In my meta-reading reading I stumbled upon this quote from Alix Harrow that perfectly captures my intent in relaying small vignettes of reading reaction:
that's what reading is supposed to be, i think--an exchange, an enmeshment. it's like the inverse of that over-quoted but very [...] good ishiguro line: "stories are about one person saying to another: this is the way it feels to me. can you understand what I'm saying? does it feel this way to you?" if that's writing, then reading is the act of answering: no, it's not like that at all or i hear you or, yeah, that's exactly how it feels.
The first quarter of the year has three pairs of books from new authors - Jeffrey Lee Campell, Cathrynne Valente, and Rebecca Roanhorse.
1 “Who’s Afraid of a Large Black Man,” Charles Barkley, non-fiction, finished January 12.
Barkley tackles race, race relations, community and how to move all of these past sticking points. Carefully measured parts interview, Barkley monologue and erudite observation, I found the book equally impactful today given it’s almost two decades old. First published in 2005, some of the material does not stand up well over time: Obama seems like a good political candidate, but Barkley dismissed having a black man as President; Bill Cosby is held up as a community standard bearer before we knew all of his standards. The rest of it, however, is invariant and should be equally informing and alarming. A great way to start my “less sci-fi, more sci” in 2023.
2 “The Fuzzbox Diaries,” Jeffrey Lee Campbell, music/biography, finished January 21.

[THE TASKS]
1. From the reading log, copy the passage from "Barkley tackles race, race" to "finished January 21.".
2. According to the reading log, in what year was "Who's Afraid of a Large Black Man" first published?

[DATA SECTION]
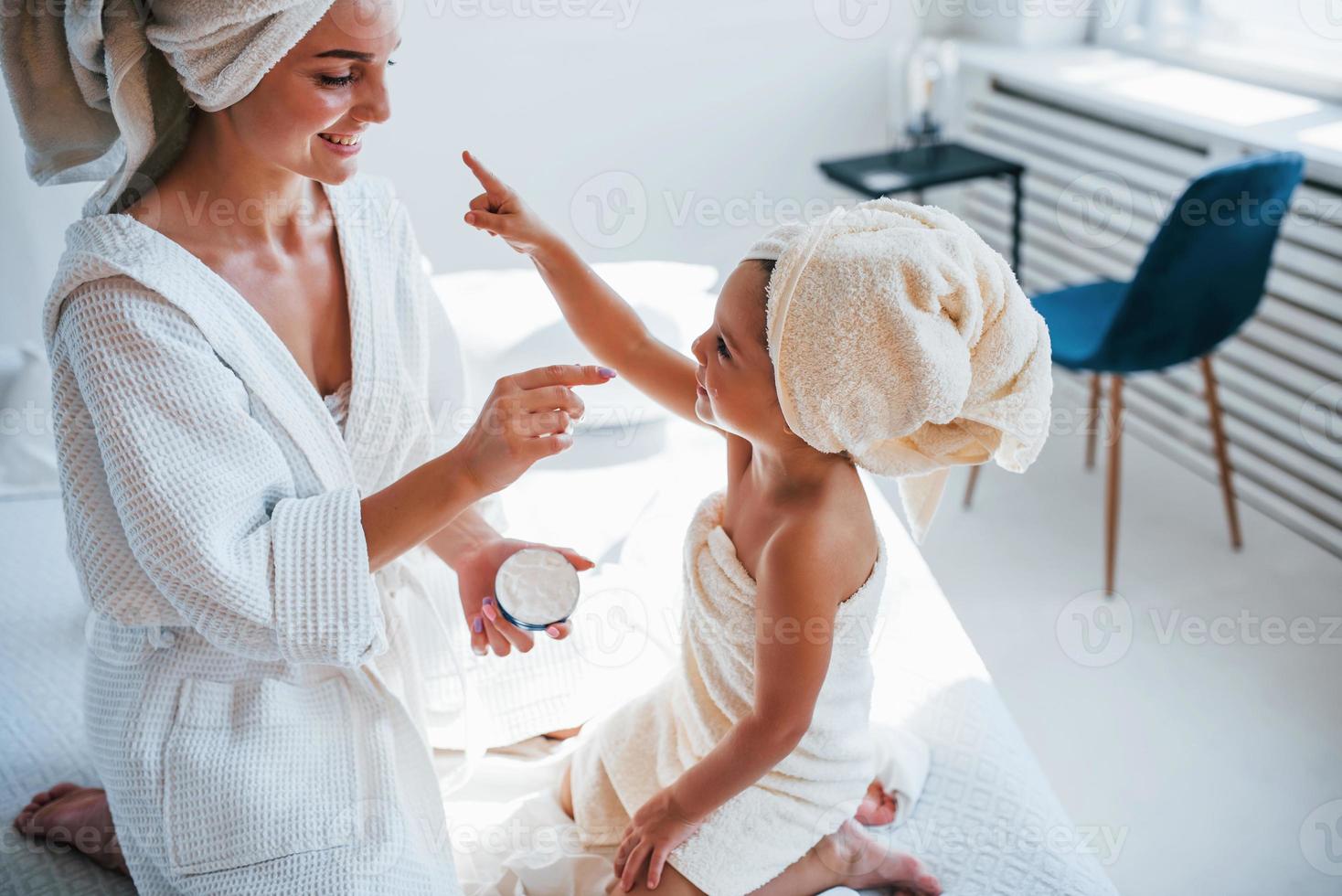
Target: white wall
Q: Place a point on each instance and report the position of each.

[ANSWERS PROVIDED]
1.
Barkley tackles race, race relations, community and how to move all of these past sticking points. Carefully measured parts interview, Barkley monologue and erudite observation, I found the book equally impactful today given it’s almost two decades old. First published in 2005, some of the material does not stand up well over time: Obama seems like a good political candidate, but Barkley dismissed having a black man as President; Bill Cosby is held up as a community standard bearer before we knew all of his standards. The rest of it, however, is invariant and should be equally informing and alarming. A great way to start my “less sci-fi, more sci” in 2023.
2 “The Fuzzbox Diaries,” Jeffrey Lee Campbell, music/biography, finished January 21.

2. 2005